**Quoted passage:**
+--
The Federal Reserve raised its inflation forecast on Wednesday afternoon. By Thursday morning, European gas had surged thirty-five percent and Brent crude touched a hundred and nineteen dollars. The committee's most pessimistic projection in years was obsolete before the markets opened. The last time a central bank faced a supply-driven inflation shock it could not control while the economy demanded stimulus it could not provide, the result was a decade of policy failure.
On Wednesday afternoon, the Federal Reserve raised its PCE inflation forecast from 2.4 to 2.7 percent — the largest single-meeting upward revision since the tightening cycle began. The committee held rates at 3.50 to 3.75 percent, projected one cut for 2026, and acknowledged in its statement that developments in the Middle East create uncertain implications for the economy. The Understatement covered the decision's internal fault lines. The Reckoning documented how the decision, the PPI data, and the Ras Laffan strike converged in a single trading session.
That was Wednesday. Thursday was worse.
Overnight, European natural gas futures surged as much as thirty-five percent — the steepest single-session move since the 2022 energy crisis — as markets absorbed the full extent of damage at Ras Laffan. Bloomberg reported the April TTF contract jumping before easing to twenty-four percent gains. Brent crude touched a hundred and nineteen dollars and forty-eight cents, a three-and-a-half-year high. Asian LNG spot prices extended their forty-percent rally since the war began. The Dow had already posted its worst close of 2026 on Wednesday — down 1.63 percent, with the S&P 500 losing 1.36 percent — and Thursday's energy data promised no relief.
+--
**Work to complete:**
• A. Answer these questions from the passage on the Fed decision and the energy market surge:
(i) At what range did the committee hold rates?
(ii) What price did Brent crude touch?
(iii) By what percentage did the Dow fall on Wednesday?
• B. Carry on the passage on the Fed decision and the energy market surge, starting after its last sentence.
These entries play no part in the work on the text.

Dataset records
+--
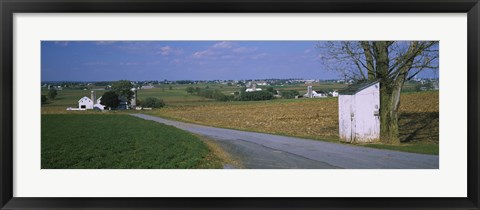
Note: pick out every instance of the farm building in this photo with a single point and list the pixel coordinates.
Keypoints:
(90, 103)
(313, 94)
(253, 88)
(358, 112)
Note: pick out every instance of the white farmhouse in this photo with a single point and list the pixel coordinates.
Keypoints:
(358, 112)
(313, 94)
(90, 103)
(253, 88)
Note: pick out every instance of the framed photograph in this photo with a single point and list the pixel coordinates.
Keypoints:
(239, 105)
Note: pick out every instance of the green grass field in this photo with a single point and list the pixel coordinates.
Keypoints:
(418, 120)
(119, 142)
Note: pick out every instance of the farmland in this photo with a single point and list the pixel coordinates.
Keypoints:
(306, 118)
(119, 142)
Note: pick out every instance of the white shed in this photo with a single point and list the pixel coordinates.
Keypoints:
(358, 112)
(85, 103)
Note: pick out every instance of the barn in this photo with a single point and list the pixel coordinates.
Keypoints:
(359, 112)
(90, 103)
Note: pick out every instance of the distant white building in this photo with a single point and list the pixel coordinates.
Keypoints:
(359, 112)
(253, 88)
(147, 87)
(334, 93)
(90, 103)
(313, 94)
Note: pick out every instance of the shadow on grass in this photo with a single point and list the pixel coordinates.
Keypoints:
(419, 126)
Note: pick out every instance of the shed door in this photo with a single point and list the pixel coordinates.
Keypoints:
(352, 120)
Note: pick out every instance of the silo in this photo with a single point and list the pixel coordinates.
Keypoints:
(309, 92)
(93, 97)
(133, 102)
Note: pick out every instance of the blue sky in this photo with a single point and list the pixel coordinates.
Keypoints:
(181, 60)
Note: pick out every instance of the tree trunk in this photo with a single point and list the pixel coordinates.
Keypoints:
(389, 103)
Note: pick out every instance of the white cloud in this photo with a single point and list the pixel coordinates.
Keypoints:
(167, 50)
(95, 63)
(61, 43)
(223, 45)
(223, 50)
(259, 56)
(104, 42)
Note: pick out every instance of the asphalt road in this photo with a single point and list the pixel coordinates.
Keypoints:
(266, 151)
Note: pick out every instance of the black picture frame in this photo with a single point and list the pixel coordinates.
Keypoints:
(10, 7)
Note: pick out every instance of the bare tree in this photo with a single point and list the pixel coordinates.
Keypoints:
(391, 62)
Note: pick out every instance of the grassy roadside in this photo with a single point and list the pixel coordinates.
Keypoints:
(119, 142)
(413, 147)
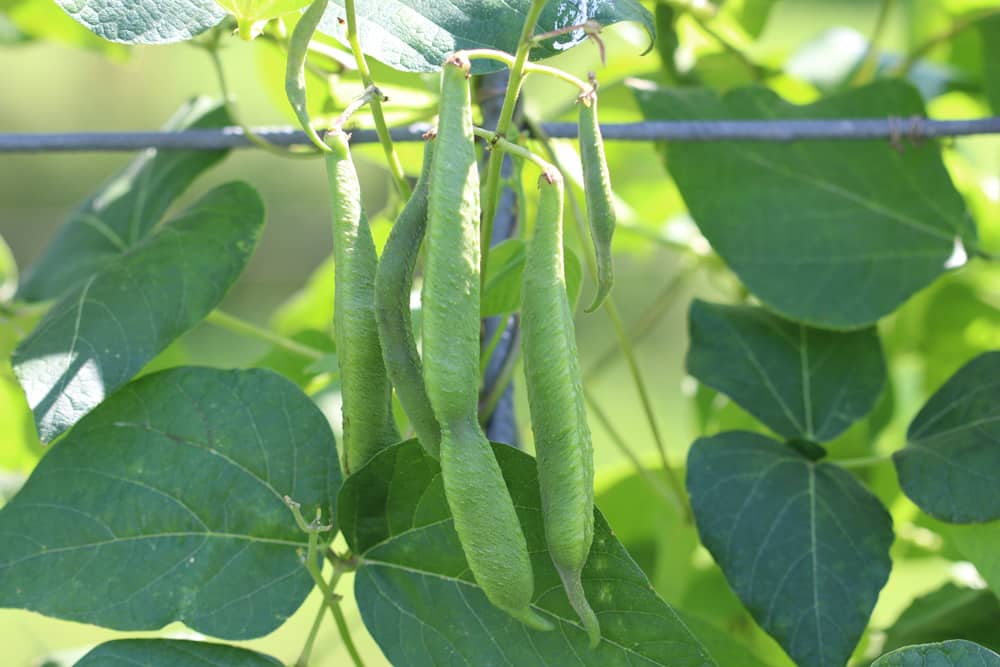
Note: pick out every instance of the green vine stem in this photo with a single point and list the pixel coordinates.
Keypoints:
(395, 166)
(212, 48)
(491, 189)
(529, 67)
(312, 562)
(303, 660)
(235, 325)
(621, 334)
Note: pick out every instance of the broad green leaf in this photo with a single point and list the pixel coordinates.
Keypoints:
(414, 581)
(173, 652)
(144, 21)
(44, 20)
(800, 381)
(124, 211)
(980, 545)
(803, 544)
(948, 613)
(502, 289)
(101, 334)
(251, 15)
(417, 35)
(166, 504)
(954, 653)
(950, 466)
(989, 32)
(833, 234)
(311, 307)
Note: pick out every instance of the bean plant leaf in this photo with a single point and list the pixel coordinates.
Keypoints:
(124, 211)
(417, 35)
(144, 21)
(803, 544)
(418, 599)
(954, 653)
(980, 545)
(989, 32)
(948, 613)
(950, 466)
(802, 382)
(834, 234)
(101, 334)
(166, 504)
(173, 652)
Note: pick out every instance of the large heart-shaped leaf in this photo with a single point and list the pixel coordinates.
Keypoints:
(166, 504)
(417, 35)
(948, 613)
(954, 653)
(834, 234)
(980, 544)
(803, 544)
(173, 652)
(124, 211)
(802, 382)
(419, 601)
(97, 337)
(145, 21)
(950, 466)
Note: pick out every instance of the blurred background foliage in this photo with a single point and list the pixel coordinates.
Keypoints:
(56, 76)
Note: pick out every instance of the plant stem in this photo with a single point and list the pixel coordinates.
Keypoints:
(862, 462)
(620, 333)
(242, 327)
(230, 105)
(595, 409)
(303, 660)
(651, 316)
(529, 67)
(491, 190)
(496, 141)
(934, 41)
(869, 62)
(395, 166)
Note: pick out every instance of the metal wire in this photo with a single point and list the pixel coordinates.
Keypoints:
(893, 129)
+--
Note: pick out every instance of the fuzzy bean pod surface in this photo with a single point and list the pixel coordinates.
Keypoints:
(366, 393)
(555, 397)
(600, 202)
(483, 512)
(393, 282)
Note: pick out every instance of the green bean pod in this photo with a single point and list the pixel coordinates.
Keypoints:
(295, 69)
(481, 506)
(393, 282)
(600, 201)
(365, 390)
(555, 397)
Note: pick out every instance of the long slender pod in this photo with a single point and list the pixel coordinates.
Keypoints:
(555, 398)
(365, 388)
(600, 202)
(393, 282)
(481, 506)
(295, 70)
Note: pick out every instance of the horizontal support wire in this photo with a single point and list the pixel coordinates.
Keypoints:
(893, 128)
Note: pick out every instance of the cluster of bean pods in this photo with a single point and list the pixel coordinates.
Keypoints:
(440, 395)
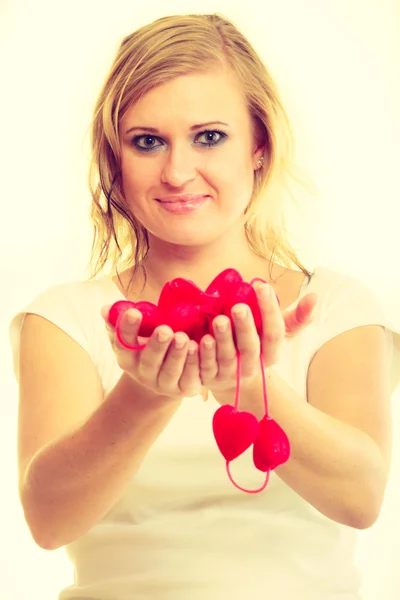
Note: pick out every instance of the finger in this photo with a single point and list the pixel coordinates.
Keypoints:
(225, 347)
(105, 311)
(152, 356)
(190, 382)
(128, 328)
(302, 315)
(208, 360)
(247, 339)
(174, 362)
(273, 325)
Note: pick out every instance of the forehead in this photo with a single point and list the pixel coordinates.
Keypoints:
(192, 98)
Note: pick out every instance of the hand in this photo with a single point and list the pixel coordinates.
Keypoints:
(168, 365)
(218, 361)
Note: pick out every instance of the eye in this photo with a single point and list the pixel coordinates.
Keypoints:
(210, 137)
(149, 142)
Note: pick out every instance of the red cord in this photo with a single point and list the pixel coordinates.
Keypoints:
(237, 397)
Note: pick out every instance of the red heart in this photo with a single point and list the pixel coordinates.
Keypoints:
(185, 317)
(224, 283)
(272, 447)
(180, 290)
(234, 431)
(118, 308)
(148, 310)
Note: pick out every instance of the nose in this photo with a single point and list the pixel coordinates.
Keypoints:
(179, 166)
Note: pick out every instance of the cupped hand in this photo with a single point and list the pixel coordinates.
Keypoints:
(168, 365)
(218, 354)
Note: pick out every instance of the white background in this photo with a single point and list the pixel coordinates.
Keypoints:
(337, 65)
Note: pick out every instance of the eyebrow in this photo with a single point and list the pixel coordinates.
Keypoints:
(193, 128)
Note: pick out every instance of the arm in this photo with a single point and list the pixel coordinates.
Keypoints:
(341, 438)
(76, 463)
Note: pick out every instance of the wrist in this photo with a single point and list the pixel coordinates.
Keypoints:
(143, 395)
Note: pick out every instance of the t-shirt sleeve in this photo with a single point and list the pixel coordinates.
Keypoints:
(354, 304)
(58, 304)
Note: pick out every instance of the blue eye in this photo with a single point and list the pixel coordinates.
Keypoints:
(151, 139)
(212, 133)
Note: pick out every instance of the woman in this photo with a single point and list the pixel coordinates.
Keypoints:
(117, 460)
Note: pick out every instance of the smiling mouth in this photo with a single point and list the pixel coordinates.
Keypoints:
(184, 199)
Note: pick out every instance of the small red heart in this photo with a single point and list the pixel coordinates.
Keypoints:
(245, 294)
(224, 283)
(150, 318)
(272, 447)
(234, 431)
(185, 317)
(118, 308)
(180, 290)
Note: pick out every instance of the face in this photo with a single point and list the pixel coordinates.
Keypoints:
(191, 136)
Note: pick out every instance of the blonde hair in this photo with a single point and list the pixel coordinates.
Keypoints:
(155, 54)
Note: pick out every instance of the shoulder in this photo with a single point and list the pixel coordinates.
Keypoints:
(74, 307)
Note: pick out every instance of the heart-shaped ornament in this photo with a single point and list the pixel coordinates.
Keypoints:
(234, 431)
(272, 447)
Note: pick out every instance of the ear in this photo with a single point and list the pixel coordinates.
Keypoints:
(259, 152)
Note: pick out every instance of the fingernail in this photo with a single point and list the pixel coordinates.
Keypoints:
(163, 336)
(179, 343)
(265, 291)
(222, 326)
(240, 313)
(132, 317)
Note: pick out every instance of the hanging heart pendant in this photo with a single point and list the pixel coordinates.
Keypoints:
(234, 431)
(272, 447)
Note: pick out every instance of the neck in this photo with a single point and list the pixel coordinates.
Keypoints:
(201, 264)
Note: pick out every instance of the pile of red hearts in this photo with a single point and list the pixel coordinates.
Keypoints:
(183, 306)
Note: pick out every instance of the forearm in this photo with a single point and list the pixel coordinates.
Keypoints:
+--
**Task-by-task answers:**
• A.
(i) 3.50 to 3.75 percent
(ii) A hundred and nineteen dollars and forty-eight cents
(iii) 1.63 percent

• B.
The Federal Reserve's new 2.7 percent inflation forecast assumed a world in which Ras Laffan was damaged but operational, European gas prices were elevated but contained, and oil was above a hundred dollars but not approaching a hundred and twenty. All three assumptions deteriorated within twelve hours of the announcement.
The Burns Precedent
In October 1973, Arthur Burns faced the same structural problem. The Arab oil embargo delivered a supply shock — quadrupling crude prices over six months — that the Federal Reserve could neither prevent nor reverse. Burns believed cost-push inflation driven by oil prices and wage demands was largely outside monetary policy's reach. He attributed the 1973 price surge to special factors: poor harvests, production restrictions, forces beyond the Fed's control. The committee cut rates into the embargo to support employment.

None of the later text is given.